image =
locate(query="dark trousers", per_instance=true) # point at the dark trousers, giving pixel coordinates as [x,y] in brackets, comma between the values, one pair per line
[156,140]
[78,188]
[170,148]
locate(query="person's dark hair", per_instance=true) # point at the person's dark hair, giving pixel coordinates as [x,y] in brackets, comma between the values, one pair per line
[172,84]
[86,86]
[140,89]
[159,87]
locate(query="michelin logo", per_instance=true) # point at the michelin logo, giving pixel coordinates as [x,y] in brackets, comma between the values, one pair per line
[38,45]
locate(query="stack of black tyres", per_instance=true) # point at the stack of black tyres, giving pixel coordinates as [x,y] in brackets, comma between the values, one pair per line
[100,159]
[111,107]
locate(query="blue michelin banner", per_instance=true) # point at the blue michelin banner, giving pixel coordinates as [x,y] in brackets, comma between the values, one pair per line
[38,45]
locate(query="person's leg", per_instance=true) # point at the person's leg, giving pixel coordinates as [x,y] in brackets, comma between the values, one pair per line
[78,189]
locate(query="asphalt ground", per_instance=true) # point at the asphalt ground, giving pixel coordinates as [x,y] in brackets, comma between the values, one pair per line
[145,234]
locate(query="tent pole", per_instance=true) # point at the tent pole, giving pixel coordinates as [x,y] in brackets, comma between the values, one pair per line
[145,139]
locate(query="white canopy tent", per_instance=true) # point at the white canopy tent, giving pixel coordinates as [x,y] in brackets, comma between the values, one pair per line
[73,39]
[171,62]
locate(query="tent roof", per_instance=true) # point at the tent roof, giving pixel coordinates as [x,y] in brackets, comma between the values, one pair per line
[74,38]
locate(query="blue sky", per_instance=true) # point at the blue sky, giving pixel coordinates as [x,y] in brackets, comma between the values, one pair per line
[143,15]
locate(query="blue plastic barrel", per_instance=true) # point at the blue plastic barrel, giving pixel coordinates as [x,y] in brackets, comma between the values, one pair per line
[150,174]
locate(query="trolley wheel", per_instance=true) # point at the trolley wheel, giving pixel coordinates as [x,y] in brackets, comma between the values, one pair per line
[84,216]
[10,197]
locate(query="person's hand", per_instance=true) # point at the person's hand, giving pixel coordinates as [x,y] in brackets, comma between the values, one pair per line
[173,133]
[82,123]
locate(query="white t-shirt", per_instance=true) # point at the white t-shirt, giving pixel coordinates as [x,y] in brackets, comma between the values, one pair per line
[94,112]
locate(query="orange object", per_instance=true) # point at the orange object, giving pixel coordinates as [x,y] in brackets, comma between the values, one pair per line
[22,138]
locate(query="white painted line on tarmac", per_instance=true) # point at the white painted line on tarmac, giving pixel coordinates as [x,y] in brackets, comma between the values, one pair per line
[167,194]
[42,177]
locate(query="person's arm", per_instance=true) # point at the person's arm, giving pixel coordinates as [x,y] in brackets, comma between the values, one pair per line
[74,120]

Exercise requirements. Copy all of the entries above verbatim.

Result.
image =
locate(query="dark trousers", per_instance=true) # point at the dark trousers, giving pixel coordinates as [x,y] in brackets, comma between the values, one pair per line
[156,140]
[78,188]
[170,148]
locate(query="person's dark hair", per_instance=true) # point at the person's dark hair, giving pixel coordinates as [x,y] in brackets, comma between the values, one pair per line
[172,84]
[86,86]
[140,89]
[159,87]
locate(query="michelin logo", per_instance=true) # point at the michelin logo, giving pixel coordinates as [x,y] in brackets, comma between the values, one pair per line
[38,45]
locate(query="stack of black tyres", per_instance=true) # point at the stack of black tyres, giving pixel coordinates as [x,y] in brackets, comma between the values, one pair per line
[100,159]
[111,107]
locate(query="blue michelin banner", per_instance=true) # point at the blue michelin banner, giving pixel coordinates as [x,y] in brackets, comma between the values, one pair per line
[38,45]
locate(query="person's leg", per_instance=true) # point at the person's leg, giving pixel coordinates as [x,y] in brackets, comma between the values, one pair per line
[78,189]
locate(query="asphalt ground", per_instance=true) # point at the asphalt ground, giving pixel coordinates as [x,y] in brackets, comma between the values, one pair per line
[145,234]
locate(query="tent pole", per_instance=true) # point at the tent pole, giving pixel coordinates as [x,y] in brackets, comma between the values, one pair per line
[145,139]
locate(query="white canopy tent", per_instance=true) # point at the white canopy tent, giving pixel coordinates as [x,y] in brackets, comma between the values, one pair per line
[73,39]
[171,62]
locate(query="tent roof", per_instance=true) # point at the tent roof, giving pixel coordinates as [x,y] in brackets, comma between the values, one pair per line
[74,38]
locate(query="blue sky", per_instance=true) # point at the blue sky, giving pixel coordinates as [x,y] in brackets, comma between the values, one pair per line
[143,15]
locate(query="blue plastic barrel", per_instance=true) # point at the blue plastic barrel, giving pixel coordinates as [x,y] in brackets, comma between the values, one pair per line
[150,174]
locate(query="trolley wheel", per_instance=true) # point at the trolley wheel, giving pixel coordinates as [x,y] in brackets, comma between the values, one pair per line
[84,216]
[10,197]
locate(query="person's hand", per_instance=true) # point at the person's hand, giving pixel coordinates as [x,y] in brackets, comma between the values, one pair per line
[173,133]
[82,123]
locate(query="white t-shirt", per_instance=true) # point at the white t-shirt, giving pixel coordinates as [x,y] in brackets, comma between the values, one pair per line
[94,112]
locate(query="orange object", per_instance=true) # point at the orange object, giving pixel coordinates as [x,y] in brackets, comma between the values, one pair per line
[22,138]
locate(query="white painted line on tarmac", per_instance=true) # point at the white painted line on tarmac, giving pixel coordinates as [x,y] in brackets, comma between the values, one pair per line
[167,194]
[42,177]
locate(query="person's arm", per_instance=true) # point at the person's arm, giving pixel coordinates as [x,y] in brackets, comma between the values, one pair per line
[74,120]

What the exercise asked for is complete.